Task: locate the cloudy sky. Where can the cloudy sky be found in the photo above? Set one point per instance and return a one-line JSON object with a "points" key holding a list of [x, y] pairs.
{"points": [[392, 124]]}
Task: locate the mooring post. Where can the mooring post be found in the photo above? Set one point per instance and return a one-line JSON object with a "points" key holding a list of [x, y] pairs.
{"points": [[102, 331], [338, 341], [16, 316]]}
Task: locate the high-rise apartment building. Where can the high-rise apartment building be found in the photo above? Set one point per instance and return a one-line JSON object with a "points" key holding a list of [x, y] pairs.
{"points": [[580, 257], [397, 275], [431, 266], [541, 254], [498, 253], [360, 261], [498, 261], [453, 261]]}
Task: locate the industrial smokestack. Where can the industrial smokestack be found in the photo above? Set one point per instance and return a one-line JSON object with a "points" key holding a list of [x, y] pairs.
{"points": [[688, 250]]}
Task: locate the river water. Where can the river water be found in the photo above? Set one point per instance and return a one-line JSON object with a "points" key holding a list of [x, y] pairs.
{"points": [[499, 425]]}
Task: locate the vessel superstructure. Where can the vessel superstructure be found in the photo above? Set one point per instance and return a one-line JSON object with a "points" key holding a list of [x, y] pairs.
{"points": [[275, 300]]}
▬▬▬
Reproduce each line verbatim.

Task: locate the cloudy sky. Where can the cloudy sky be found in the photo above? Set one point per instance and return a one-line JSON object with a "points" key holding a list of [x, y] pairs.
{"points": [[392, 124]]}
Task: locate the mooring post. Where can the mooring post be found in the photo above? Set one point per instance and return a one-line JSON object with a "points" key holding a list of [x, y] pairs.
{"points": [[102, 331], [338, 341], [16, 316]]}
Task: locate the high-rise apartment building. Where can the high-rise apartment building be found in the photo above? Set one point per instance and return a one-line JSON object with a "points" key holding a list of [x, y] pairs.
{"points": [[580, 257], [397, 275], [431, 266], [541, 254], [498, 253], [360, 261], [498, 261], [453, 261]]}
Task: locate the industrial smokestack. Where can the industrial smokestack be found in the photo above? Set one point per instance and return a one-line JSON object with a "points" key holding a list of [x, y] pairs.
{"points": [[688, 250]]}
Task: locate the river water. Where can the river water be found in the photo above? Set one point per instance and return a one-line JSON object with a "points" key holding a list of [x, y] pairs.
{"points": [[499, 425]]}
Task: locate the vessel superstructure. Where can the vessel superstructure be found in the photo above? Set one point per instance and return a one-line JSON object with a "points" key holding a list of [x, y] pairs.
{"points": [[275, 300]]}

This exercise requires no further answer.